**EXERCISE DESCRIPTION:**
Set down, character for character, everything in the records below from the line holding "the tan upholstered" down to the line holding "of the ceiling", and no other line.

**DATA RECORDS:**
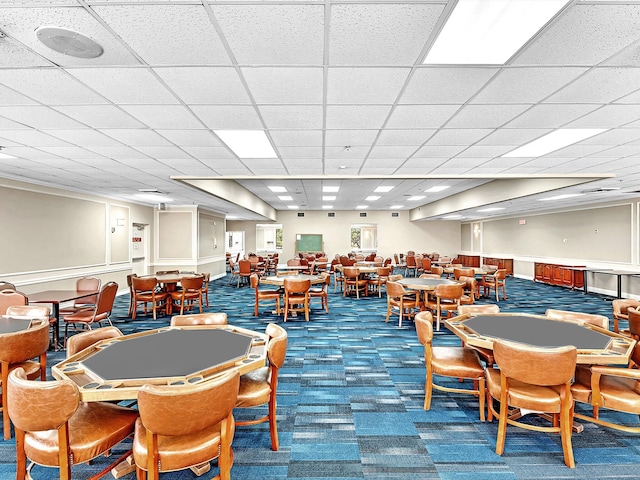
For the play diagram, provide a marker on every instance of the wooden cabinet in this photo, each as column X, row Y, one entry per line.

---

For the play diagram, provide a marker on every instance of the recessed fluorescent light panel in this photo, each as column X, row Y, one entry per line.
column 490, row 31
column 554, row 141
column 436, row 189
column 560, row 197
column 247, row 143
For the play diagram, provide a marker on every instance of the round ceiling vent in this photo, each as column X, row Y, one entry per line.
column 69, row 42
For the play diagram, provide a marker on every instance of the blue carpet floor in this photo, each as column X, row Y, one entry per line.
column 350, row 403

* * *

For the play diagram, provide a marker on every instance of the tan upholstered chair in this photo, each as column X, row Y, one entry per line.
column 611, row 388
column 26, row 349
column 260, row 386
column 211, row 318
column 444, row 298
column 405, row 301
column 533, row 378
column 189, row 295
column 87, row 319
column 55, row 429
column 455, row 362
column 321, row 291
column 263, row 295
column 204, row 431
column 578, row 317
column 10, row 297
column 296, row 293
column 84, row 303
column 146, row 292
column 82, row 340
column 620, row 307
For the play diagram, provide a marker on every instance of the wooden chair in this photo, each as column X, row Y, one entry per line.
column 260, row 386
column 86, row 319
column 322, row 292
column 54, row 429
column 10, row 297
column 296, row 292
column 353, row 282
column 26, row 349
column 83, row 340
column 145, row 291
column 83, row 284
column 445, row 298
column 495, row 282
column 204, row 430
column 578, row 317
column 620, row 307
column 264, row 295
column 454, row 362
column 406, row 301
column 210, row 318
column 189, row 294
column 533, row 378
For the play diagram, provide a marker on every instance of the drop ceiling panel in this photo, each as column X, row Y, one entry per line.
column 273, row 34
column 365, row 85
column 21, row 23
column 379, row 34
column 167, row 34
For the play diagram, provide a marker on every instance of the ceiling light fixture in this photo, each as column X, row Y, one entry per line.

**RESULT OF THE TASK:**
For the play diagram, provide a marker on every instance of the tan upholstered chair in this photo, each as column X, row Y, one entry per line.
column 611, row 388
column 26, row 349
column 260, row 386
column 211, row 318
column 444, row 298
column 405, row 301
column 533, row 378
column 189, row 295
column 87, row 319
column 55, row 429
column 455, row 362
column 321, row 291
column 263, row 295
column 204, row 431
column 578, row 317
column 10, row 297
column 296, row 293
column 84, row 303
column 146, row 292
column 82, row 340
column 620, row 307
For the play diagram, provide a marker on every instance of the wooden chair in this photo, each as column X, row Y, one entry per line.
column 260, row 386
column 86, row 319
column 322, row 292
column 54, row 429
column 10, row 297
column 296, row 292
column 353, row 282
column 26, row 349
column 83, row 340
column 145, row 291
column 83, row 284
column 445, row 298
column 495, row 282
column 204, row 430
column 578, row 317
column 620, row 307
column 264, row 295
column 454, row 362
column 406, row 301
column 210, row 318
column 189, row 294
column 533, row 378
For the play diagram, provide a marker on every instance of the drop ceiling panel in this photo, each as column X, row Y, one entry per line.
column 273, row 34
column 365, row 85
column 21, row 23
column 379, row 34
column 167, row 34
For the play diagram, provide a marker on every instance of the ceiling light fixture in this photo, each as column X, row Y, one entry per line.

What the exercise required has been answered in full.